That said, we should not wait for the time China will replicate the U.S. model of hegemony. China’s approach to the international order abides to sovereign internationalism; coupled to Chinese thought on “nonexistence of a dichotomy between self and other,” we should expect a more flexible way of exerting power. 

If we measure the rules-based order in terms of global soft power and global military power, however, China’s influence remains limited. In the last two decades, China has challenged the U.S.-led rules-based order but has struggled to be a leader for other countries. But does China want to lead? This is a question for the next two decades.

What are the dilemmas of China’s engagement with the world? 

China’s main dilemma is how to continue to engage a West that has geared up to a deterrence mode, but which China needs until it will be technologically and commercially self-sufficient, and from which the current elites in Beijing have sought to isolate further through the campaign of “common prosperity.” 

Within this context, there are other dilemmas. One has to do with whether current Chinese elites should prioritize economic growth or political power. In the long term these will have to go hand in hand, but what to prioritize now, in light of structural economic challenges and strategic competition with the U.S.? Furthermore, China’s military power has strengths, but also weaknesses; to what extent can it go beyond the threshold is an important question. If China wants to deter its adversaries, for how long can it afford to only use the sort of coercion tools described by Ketian Zhang in her book “China’s Gambit”?

Analyze U.S.-China strategic competition as a “new type of Cold War.” 

This is a new type of cold war because factors for competition and restraint coexist on multiple levels and are different from those of the Cold War. Militarily, the U.S.-China relationship is tense because it pits the two largest armed forces against each other, although this has fallen short of direct confrontation. Chances of traditional war are considerable, but the security dilemma that has come to characterize U.S.–China relations is geographically uneven – there are worrying tensions in South China Sea, but no frictions in the Middle East, for example.

### WORK INSTRUCTION 1
Copy the passage on China's global role word for word from "That said, we" to "with the world?".
### WORK INSTRUCTION 2
Extend the passage on China's global role, picking up after its final sentence.
The records that follow are separate material and have no connection to the passage on China's global role.

### GIVEN INFORMATION

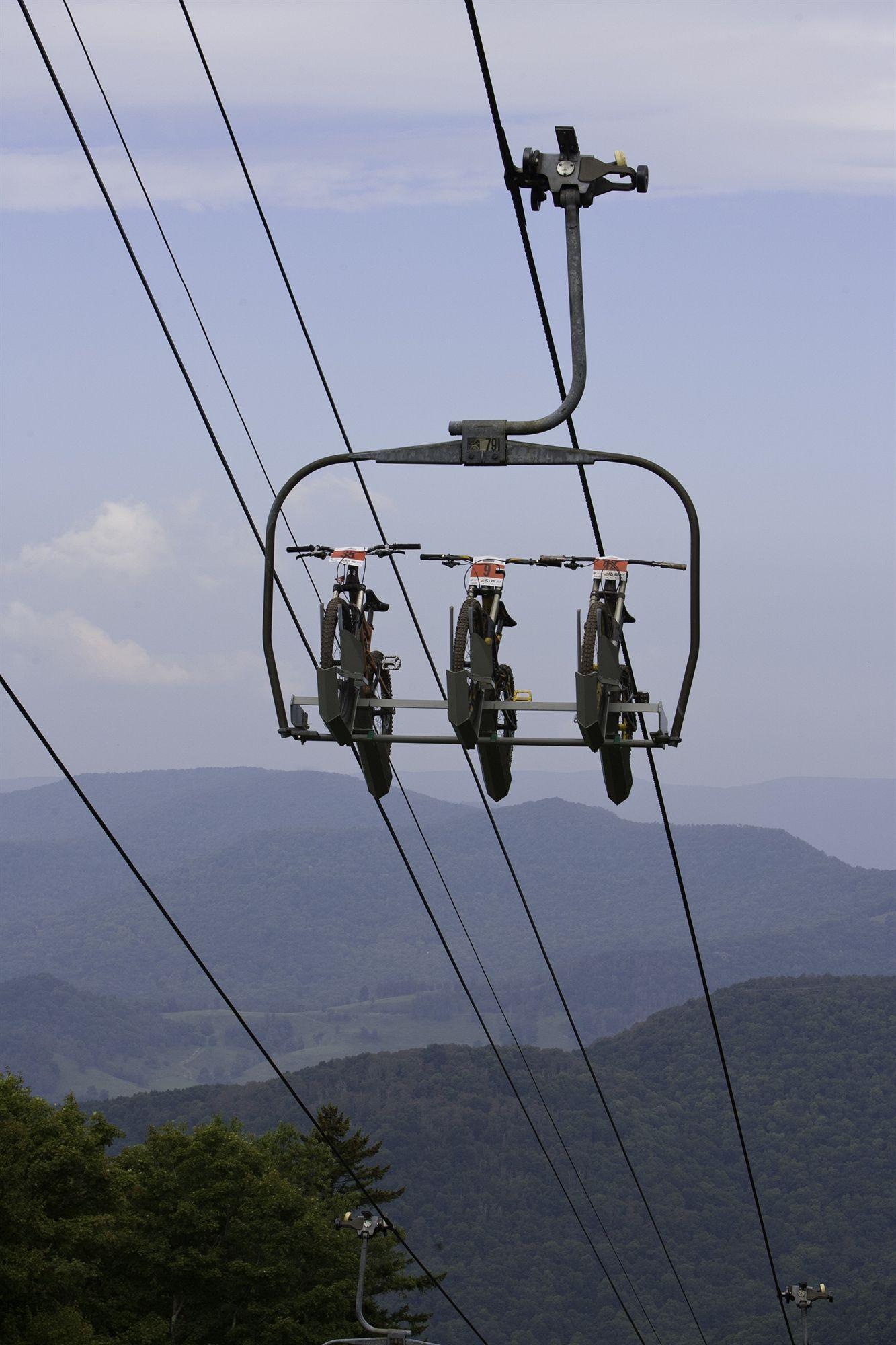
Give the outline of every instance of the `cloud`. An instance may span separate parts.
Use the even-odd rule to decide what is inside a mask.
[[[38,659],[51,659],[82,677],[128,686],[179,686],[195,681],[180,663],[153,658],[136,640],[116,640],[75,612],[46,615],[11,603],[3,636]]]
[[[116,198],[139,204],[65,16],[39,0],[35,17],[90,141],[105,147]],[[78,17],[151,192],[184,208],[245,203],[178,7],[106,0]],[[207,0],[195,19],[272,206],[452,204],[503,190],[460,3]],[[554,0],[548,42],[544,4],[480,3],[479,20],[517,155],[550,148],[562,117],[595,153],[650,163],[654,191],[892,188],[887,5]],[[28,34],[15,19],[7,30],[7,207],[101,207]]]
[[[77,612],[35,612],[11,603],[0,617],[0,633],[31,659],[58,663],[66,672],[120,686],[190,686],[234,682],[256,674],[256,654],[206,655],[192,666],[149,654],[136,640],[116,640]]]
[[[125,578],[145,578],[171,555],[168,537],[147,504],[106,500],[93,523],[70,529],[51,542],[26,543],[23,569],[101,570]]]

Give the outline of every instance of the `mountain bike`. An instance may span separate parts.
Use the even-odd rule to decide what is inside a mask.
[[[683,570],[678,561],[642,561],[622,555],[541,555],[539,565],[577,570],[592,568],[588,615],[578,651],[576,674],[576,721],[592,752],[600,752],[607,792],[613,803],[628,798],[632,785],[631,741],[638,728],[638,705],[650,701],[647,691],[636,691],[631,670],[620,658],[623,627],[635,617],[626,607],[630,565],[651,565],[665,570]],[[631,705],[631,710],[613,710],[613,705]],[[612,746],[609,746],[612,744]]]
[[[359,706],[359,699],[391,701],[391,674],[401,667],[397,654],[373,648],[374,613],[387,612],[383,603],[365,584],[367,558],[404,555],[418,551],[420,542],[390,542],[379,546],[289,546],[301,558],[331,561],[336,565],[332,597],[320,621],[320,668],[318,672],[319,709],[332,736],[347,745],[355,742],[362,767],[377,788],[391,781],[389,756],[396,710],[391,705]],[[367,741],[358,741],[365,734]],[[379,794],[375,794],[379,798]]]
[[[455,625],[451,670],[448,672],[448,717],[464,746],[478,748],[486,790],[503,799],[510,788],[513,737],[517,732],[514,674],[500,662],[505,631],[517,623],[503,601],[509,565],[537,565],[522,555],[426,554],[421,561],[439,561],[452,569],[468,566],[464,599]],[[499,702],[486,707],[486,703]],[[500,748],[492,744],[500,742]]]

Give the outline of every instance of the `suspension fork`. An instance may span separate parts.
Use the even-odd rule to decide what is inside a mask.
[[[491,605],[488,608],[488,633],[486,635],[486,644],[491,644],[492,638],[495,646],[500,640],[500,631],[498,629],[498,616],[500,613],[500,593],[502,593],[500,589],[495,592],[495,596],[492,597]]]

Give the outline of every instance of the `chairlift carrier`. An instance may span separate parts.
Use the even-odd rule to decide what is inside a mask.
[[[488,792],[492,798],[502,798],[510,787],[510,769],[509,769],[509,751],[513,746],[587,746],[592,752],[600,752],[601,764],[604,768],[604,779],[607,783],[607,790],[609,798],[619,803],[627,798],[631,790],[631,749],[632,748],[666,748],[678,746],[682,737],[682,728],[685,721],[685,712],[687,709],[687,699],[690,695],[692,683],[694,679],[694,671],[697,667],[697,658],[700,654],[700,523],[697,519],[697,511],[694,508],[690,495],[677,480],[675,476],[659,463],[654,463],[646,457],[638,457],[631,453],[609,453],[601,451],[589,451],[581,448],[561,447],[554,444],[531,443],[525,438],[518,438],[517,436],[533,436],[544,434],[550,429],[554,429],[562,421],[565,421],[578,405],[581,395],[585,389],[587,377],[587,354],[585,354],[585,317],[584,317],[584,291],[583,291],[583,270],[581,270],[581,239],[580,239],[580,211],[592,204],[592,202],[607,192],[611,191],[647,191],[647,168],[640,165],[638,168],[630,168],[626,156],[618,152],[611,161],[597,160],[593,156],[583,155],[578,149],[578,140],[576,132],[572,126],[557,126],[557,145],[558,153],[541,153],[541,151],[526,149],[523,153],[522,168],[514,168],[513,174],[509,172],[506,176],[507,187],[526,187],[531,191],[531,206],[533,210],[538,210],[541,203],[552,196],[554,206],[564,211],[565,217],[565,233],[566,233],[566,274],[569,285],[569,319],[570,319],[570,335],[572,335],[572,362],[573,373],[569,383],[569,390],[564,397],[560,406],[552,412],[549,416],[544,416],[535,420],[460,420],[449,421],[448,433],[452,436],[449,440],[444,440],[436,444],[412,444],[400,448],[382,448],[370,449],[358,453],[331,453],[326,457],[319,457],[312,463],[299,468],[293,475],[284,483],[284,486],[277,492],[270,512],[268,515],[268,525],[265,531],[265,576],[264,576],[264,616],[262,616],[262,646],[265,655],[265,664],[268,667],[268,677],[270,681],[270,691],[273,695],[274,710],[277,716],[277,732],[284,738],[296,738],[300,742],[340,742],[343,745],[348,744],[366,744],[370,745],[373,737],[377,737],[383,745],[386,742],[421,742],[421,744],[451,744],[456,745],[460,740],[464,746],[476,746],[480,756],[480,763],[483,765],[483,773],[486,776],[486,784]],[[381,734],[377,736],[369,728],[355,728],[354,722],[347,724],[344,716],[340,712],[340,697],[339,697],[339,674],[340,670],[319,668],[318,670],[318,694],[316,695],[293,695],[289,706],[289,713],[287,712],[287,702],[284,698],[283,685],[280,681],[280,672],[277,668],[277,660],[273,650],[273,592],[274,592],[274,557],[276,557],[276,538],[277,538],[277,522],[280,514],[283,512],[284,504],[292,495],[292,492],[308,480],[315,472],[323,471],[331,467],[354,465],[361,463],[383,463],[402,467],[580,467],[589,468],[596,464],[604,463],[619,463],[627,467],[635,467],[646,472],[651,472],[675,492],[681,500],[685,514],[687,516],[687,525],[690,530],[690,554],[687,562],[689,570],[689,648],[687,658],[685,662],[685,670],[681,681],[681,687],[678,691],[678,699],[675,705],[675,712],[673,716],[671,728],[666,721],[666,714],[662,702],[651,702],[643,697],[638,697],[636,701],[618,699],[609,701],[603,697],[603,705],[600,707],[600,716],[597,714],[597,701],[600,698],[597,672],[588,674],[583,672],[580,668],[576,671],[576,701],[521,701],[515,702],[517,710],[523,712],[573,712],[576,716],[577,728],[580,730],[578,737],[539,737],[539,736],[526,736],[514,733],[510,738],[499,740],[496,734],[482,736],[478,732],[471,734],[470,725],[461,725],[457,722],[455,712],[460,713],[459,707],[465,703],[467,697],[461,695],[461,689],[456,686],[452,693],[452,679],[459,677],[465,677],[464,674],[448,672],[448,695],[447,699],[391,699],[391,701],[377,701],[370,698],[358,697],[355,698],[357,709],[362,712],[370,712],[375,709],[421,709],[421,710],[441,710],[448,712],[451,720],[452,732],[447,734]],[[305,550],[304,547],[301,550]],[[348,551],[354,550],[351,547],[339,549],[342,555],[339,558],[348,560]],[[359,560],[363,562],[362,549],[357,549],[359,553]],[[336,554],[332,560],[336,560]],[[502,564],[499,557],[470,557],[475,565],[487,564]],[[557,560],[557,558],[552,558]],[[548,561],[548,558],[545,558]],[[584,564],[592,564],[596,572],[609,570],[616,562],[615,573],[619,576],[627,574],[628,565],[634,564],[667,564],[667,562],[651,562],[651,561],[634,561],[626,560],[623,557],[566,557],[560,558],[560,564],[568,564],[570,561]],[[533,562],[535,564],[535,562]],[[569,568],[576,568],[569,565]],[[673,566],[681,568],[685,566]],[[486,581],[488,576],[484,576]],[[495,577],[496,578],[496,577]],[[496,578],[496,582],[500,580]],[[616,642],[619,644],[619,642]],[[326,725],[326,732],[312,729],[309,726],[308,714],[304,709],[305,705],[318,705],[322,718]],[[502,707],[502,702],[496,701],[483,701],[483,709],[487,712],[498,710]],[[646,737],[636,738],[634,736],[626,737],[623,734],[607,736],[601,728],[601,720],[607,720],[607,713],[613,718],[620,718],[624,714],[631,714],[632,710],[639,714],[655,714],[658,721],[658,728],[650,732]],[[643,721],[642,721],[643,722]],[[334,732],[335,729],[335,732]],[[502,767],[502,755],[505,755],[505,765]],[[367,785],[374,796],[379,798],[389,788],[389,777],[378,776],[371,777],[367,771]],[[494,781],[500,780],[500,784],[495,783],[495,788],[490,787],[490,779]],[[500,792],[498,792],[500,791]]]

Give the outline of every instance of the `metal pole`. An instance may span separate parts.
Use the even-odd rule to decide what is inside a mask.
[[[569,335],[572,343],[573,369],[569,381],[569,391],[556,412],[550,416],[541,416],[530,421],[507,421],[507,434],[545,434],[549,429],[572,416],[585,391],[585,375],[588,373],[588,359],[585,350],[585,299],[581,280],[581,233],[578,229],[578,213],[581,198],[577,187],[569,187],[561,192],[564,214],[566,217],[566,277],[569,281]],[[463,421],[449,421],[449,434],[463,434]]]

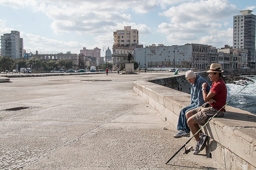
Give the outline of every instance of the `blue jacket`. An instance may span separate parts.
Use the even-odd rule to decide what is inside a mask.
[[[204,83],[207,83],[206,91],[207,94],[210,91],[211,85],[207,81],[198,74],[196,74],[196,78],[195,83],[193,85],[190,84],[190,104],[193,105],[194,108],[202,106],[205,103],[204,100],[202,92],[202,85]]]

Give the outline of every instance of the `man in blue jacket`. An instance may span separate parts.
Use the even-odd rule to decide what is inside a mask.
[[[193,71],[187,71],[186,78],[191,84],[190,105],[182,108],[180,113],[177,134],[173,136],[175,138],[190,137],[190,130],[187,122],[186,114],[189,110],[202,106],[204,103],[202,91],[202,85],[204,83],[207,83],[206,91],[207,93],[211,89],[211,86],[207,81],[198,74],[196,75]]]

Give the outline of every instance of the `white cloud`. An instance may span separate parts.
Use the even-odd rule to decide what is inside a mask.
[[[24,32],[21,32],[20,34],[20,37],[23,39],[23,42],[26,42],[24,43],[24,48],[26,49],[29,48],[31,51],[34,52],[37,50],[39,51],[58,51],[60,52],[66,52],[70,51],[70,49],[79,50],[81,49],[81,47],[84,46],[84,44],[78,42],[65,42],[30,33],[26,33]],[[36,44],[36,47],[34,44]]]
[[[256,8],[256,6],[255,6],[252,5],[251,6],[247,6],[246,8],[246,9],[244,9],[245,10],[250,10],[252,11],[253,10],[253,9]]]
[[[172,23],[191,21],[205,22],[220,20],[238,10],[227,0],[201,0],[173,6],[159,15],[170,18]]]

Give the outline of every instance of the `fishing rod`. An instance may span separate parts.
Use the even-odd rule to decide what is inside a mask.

### YOUR RESPONSE 1
That said, we should not wait for the time China will replicate the U.S. model of hegemony. China’s approach to the international order abides to sovereign internationalism; coupled to Chinese thought on “nonexistence of a dichotomy between self and other,” we should expect a more flexible way of exerting power. 

If we measure the rules-based order in terms of global soft power and global military power, however, China’s influence remains limited. In the last two decades, China has challenged the U.S.-led rules-based order but has struggled to be a leader for other countries. But does China want to lead? This is a question for the next two decades.

What are the dilemmas of China’s engagement with the world?

### YOUR RESPONSE 2
On the other hand, there are important dynamics that encourage restraint as opposed to fighting, such as economic interdependence, which are unprecedented in history. Yet this economic integration has been a major source of tension between the two countries. Ultimately, the U.S. and China are locked into a relationship of forced coexistence.

Identify the top challenges for the next U.S. administration in navigating U.S.-China competition and cooperation. 

No formal treaties have been signed between the U.S. and China since the relationship got worse between 2009-2011. In the 20th century, rival powers signed treaties – of course, this did not prevent some of the worst human-made catastrophes in history. But the point is that Washington and Beijing have been unable to make any progress for some time. With the former being in relative decline while in command of the most powerful military machine in history, and the second being on the rise, both struggle in coming to a compromise. Managing the security dilemma in the Western Pacific is the priority.

There are other issues too. Liberal observers hope that the U.S. and China will cooperate on transnational threats, but COVID-19 led to frictions in the relationship, while COP26 in Glasgow showed that national interests come before tackling climate change.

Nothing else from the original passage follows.